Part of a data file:
======
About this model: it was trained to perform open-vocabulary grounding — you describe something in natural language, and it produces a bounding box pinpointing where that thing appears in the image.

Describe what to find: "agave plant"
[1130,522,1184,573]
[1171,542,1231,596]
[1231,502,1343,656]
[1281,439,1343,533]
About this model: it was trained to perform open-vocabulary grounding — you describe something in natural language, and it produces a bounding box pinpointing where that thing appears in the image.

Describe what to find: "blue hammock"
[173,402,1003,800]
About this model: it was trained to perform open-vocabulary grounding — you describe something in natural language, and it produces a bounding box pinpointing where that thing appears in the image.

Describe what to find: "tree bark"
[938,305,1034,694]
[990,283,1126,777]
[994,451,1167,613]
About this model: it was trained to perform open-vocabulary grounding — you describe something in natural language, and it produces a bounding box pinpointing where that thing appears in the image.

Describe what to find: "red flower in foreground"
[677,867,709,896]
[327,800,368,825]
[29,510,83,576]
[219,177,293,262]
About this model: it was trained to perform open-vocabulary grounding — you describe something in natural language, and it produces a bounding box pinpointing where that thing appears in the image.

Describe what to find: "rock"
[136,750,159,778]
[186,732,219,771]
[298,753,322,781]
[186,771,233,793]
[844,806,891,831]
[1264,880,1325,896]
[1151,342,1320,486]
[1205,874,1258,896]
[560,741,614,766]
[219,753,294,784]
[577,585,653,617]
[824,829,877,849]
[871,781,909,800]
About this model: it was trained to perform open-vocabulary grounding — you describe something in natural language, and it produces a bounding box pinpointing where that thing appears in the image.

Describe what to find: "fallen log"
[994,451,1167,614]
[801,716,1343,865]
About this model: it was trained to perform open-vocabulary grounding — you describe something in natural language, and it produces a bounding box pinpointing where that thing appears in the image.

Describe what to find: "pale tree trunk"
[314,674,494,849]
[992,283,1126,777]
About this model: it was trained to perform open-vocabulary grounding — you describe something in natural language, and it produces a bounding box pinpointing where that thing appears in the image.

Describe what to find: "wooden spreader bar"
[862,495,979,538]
======
● EXERCISE BRIEF
Retype all of the records above line for line, with no changes.

● FINAL RESULT
About this model: it was trained to perform open-vocabulary grounding — you describe something in natural language, and it produces a bounding box pinpointing where that thing appears in the image.

Describe what to find: "agave plant"
[1130,522,1184,573]
[1171,542,1231,596]
[1231,502,1343,656]
[1281,439,1343,533]
About this model: it was trained to perform open-vocabulary grounding — you describe something in natural language, and it produces a bounding box pinpointing where that thing appears in the image.

Describe what to find: "blue hammock"
[173,402,1003,800]
About this model: it was trained to perform open-vocabulary grounding — you describe something in natural language, and it produces a bounding box pinpointing where that thing appears in the image.

Describe what to find: "tree bark"
[938,305,1034,694]
[990,283,1126,777]
[994,451,1167,613]
About this model: it was trained to perform open-vocabulary grounding — you describe something in natural language, and it produces a bounding box pinpointing where that thing appears in the image.

Describe what to find: "red flower in foreground"
[677,867,709,896]
[327,800,368,825]
[29,510,83,576]
[219,177,293,262]
About this model: it was trained to perform open-vocabulary grounding — you describe something in natural language, and it produces a bounding box pinpointing where that thing appears in the image.

Describe what to find: "rock"
[136,750,159,778]
[186,732,219,771]
[298,753,322,781]
[186,771,233,793]
[844,806,891,831]
[1264,880,1325,896]
[1151,342,1320,486]
[1205,874,1258,896]
[560,741,614,766]
[219,753,294,784]
[577,585,653,617]
[824,829,877,849]
[871,781,909,800]
About this model: it was trained to perform open-vocabulary grounding — you describe something in natural language, and it produces a bounding box pinpointing where that thing appears in the image.

Describe what to find: "fallen log"
[994,451,1167,614]
[801,716,1343,865]
About this model: it was trained to perform open-vocabulary grounding — you describe something in natural language, and it produces a bounding box pinpointing where that thing appears in the image.

Describe what to find: "pale tree trunk"
[314,674,494,849]
[992,283,1126,777]
About this model: it was trained to perform open-vocabulary grounding — you describe something in natural language, and it produces a bounding box pinpointing where that thing appears in the image.

Describe what to find: "wooden spreader bar"
[862,495,979,538]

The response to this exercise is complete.